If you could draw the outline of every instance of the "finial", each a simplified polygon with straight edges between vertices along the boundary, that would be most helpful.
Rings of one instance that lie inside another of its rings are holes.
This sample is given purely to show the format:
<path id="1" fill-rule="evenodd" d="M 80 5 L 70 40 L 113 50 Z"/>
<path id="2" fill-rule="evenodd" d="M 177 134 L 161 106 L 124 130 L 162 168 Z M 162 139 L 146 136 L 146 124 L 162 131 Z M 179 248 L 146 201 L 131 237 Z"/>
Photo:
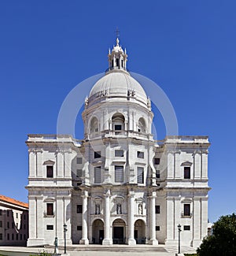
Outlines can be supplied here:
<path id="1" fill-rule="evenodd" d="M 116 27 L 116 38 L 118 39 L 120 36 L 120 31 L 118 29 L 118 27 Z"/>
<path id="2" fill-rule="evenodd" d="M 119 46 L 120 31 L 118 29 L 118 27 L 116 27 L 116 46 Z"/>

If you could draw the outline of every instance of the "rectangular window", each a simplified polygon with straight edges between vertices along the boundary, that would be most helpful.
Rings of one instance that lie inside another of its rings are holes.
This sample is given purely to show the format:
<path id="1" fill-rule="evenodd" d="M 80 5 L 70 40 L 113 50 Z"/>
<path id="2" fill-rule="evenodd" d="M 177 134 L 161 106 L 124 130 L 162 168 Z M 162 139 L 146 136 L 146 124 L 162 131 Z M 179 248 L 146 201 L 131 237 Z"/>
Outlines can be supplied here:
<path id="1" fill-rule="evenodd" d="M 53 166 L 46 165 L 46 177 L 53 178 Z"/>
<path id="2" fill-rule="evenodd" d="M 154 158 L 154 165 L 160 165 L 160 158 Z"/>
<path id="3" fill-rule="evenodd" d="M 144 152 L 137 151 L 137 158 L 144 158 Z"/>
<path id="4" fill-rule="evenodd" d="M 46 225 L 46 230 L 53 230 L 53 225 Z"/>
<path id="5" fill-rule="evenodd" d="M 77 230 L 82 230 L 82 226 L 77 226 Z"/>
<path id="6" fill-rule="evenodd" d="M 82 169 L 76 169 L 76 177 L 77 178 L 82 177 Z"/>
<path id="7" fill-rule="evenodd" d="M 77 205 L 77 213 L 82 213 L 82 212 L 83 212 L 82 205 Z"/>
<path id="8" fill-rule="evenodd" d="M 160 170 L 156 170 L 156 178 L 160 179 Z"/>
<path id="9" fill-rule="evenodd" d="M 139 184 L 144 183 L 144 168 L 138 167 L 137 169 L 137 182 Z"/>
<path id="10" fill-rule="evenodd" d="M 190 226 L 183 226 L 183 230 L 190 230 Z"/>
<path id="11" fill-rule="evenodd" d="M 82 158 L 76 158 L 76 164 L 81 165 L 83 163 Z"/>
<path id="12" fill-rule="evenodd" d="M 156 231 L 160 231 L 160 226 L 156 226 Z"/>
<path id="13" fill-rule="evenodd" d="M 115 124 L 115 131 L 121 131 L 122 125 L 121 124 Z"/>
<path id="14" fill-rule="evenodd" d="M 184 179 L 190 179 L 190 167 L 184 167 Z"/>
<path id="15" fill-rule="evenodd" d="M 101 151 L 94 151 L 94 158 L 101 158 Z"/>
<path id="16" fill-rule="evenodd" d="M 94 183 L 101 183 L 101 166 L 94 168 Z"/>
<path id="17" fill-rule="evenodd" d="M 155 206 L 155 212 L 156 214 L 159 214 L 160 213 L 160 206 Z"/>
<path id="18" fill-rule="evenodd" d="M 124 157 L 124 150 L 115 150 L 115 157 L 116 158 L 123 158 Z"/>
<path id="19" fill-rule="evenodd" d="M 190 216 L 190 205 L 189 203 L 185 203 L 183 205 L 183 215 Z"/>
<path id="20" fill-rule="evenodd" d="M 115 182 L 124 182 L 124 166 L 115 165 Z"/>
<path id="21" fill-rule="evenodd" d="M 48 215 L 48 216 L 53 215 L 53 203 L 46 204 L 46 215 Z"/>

◇ ◇ ◇ ◇ ◇

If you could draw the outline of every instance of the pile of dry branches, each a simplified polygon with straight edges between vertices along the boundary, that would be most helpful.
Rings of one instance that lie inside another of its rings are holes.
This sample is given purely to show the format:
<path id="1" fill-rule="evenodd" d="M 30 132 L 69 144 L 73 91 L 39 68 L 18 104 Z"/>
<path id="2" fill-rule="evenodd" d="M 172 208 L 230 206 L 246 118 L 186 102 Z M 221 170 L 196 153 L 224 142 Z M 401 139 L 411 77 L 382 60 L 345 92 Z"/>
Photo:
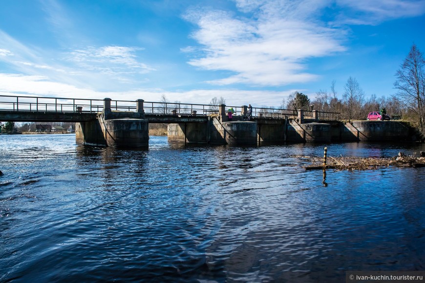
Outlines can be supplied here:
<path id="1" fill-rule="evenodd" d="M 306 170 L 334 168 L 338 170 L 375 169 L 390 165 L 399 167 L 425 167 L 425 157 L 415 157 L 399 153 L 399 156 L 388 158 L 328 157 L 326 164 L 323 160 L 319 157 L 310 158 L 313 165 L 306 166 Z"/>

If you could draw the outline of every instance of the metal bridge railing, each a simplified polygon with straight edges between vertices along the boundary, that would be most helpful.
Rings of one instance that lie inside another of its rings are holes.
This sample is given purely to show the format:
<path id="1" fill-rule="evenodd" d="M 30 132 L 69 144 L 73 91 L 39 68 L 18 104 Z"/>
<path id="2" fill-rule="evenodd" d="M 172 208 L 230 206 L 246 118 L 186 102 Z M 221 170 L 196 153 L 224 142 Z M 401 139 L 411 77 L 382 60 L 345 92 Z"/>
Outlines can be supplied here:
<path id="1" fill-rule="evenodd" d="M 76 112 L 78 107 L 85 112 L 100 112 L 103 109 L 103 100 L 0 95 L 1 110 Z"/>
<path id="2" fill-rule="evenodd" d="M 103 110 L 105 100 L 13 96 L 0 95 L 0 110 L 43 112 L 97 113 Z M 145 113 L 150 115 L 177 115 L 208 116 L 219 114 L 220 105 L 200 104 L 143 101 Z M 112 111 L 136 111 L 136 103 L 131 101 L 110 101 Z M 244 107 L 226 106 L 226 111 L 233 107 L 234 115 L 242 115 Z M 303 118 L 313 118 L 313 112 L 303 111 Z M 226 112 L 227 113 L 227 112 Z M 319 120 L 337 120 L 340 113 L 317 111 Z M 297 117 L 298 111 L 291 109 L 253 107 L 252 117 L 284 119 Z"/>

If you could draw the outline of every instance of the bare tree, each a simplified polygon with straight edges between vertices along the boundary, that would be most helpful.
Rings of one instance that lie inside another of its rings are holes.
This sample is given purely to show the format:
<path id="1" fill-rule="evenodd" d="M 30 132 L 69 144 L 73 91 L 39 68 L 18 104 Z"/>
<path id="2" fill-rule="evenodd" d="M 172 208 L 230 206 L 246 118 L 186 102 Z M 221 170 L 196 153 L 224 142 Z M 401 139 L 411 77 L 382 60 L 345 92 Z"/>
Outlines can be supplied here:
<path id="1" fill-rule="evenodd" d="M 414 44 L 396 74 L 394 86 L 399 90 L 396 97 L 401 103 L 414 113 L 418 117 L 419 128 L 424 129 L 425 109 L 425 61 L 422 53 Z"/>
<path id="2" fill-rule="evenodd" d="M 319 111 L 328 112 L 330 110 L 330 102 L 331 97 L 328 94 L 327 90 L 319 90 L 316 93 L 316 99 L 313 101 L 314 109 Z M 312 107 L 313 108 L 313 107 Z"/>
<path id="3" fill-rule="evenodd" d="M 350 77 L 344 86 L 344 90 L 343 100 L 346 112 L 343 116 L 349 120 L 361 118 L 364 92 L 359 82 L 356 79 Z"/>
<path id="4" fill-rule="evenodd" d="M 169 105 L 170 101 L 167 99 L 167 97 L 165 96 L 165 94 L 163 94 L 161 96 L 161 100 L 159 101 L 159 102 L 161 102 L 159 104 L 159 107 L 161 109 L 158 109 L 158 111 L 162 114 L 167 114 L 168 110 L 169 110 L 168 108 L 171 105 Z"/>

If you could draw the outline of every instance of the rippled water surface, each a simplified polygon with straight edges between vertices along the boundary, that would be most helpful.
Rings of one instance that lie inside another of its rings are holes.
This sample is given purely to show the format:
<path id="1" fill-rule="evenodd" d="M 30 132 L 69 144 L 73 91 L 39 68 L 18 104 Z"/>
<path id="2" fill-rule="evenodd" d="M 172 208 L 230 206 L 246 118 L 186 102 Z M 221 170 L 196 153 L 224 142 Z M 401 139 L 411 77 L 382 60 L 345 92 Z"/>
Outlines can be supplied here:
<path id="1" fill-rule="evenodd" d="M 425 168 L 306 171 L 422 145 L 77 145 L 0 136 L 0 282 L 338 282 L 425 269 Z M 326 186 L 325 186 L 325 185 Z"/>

◇ ◇ ◇ ◇ ◇

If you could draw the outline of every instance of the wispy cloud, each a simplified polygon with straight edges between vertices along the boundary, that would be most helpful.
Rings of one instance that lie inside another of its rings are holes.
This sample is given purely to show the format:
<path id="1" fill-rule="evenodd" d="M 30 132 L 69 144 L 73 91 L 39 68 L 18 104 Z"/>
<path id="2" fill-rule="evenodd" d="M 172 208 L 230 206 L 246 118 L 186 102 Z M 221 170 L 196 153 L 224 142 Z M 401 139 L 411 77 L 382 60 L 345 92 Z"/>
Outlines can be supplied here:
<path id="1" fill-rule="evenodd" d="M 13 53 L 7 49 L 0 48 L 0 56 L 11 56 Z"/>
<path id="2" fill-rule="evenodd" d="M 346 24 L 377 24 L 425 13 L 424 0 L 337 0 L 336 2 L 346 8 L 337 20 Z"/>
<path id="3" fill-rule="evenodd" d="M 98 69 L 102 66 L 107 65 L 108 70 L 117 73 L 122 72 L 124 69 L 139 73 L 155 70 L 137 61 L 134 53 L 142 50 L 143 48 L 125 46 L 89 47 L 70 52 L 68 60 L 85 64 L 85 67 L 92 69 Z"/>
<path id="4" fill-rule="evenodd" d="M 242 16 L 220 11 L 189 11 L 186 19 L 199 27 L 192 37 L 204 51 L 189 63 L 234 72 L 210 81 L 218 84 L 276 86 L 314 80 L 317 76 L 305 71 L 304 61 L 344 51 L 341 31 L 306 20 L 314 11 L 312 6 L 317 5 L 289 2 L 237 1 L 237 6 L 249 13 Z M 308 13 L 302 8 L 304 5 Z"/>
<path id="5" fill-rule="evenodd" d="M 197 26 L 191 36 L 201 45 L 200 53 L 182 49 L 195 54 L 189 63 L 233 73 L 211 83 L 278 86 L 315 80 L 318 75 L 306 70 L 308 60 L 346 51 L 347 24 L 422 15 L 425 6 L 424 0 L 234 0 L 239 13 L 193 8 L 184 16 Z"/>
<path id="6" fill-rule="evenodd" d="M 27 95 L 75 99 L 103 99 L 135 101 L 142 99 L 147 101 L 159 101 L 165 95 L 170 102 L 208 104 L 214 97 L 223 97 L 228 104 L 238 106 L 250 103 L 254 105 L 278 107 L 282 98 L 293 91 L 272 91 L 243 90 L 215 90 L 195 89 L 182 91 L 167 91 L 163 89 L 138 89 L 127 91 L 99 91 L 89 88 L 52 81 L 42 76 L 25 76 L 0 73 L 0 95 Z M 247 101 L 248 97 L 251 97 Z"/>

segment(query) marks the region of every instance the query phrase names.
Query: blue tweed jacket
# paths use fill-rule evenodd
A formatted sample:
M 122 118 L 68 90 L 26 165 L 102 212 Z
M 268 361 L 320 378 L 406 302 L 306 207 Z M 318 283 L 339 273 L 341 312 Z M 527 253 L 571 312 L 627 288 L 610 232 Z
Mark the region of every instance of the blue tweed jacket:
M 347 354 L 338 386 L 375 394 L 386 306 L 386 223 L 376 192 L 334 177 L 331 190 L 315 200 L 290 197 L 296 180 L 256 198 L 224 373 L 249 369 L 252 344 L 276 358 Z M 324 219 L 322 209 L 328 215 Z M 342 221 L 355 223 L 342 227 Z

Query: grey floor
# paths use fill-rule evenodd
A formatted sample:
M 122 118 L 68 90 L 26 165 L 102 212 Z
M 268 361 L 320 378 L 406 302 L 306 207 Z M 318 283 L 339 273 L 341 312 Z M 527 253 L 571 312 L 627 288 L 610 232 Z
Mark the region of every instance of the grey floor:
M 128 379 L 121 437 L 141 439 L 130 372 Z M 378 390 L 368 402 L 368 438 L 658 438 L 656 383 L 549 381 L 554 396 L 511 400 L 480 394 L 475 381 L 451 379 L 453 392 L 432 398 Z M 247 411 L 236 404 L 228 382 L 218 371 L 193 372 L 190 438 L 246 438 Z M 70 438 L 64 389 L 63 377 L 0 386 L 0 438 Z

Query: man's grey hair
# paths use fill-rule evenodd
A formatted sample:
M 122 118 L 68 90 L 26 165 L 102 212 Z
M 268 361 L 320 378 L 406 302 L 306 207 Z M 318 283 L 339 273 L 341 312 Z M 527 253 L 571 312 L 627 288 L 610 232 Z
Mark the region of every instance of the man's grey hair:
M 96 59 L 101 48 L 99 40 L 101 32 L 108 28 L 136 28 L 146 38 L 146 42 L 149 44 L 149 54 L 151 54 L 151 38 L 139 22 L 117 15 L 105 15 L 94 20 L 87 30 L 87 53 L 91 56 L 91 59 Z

◇ ◇ ◇ ◇ ◇

Task objective | Reproduce the material word for word, starting with the line that contains "of the wispy" and continuing through the line that contains "13 53 L 7 49", with both of those lines included.

Full answer |
If you could draw the outline of every instance of the wispy cloud, each a simplified polygon with straight edges between vertices along the boundary, that would be most helpful.
Rings of one instance that lie inside another of its rings are holes.
This sample is given purely to show the format:
<path id="1" fill-rule="evenodd" d="M 30 132 L 69 144 L 73 91 L 39 68 L 18 104 Z"/>
<path id="2" fill-rule="evenodd" d="M 172 208 L 230 206 L 246 118 L 186 102 Z M 221 170 L 196 153 L 224 142 Z M 401 139 L 411 77 L 382 60 L 345 92 Z"/>
Outlines can be supplied here:
<path id="1" fill-rule="evenodd" d="M 13 53 L 7 49 L 0 48 L 0 56 L 11 56 Z"/>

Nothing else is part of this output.